## BEGIN Listed records

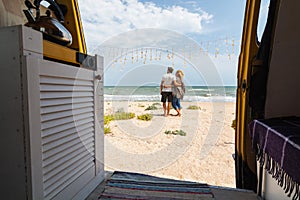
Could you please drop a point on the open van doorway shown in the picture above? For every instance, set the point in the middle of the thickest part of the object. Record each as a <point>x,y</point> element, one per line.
<point>207,63</point>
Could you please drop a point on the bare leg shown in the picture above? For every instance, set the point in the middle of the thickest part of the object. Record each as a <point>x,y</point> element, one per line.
<point>178,112</point>
<point>169,107</point>
<point>165,108</point>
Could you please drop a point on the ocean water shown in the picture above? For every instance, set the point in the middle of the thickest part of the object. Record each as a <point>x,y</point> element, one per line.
<point>151,93</point>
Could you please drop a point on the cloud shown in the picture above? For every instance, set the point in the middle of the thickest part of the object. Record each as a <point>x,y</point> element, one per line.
<point>103,19</point>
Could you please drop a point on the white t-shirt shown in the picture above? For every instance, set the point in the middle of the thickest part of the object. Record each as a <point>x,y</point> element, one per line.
<point>167,79</point>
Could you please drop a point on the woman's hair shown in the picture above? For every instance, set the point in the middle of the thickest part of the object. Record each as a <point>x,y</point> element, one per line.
<point>180,73</point>
<point>170,70</point>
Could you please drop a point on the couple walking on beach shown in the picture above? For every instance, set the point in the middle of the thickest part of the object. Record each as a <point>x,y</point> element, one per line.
<point>172,89</point>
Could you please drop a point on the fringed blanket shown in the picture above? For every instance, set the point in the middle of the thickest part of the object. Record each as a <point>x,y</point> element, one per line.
<point>277,143</point>
<point>125,185</point>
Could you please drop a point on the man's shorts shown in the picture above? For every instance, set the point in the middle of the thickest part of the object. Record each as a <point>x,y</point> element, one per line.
<point>166,96</point>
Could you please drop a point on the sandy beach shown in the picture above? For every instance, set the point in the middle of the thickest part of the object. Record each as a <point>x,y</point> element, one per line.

## END Listed records

# Aim of the exercise
Could you rewrite the lines from the one that has "Could you please drop a point on the couple" through the one that has "<point>166,96</point>", swapping "fringed blanket" for "striped towel" and leaving everything else as it is?

# Final answer
Could you please drop a point on the couple walking on beach shown in the picture above? For every instance, set the point in the middle of the thickest part of the object. Record each as a <point>x,y</point> element, one per line.
<point>172,89</point>
Could you please drop a point on the striped towel shown in the picture above? For every instance, set the point in the middle of the thickest part of the object. Record each as a <point>x,y</point> element, one per line.
<point>277,143</point>
<point>125,185</point>
Could you please drop a point on the man's shorts shown in the picture above? For every instance, set the point in the middle of the thickest part of the object. Record each as a <point>x,y</point> element, one per line.
<point>166,96</point>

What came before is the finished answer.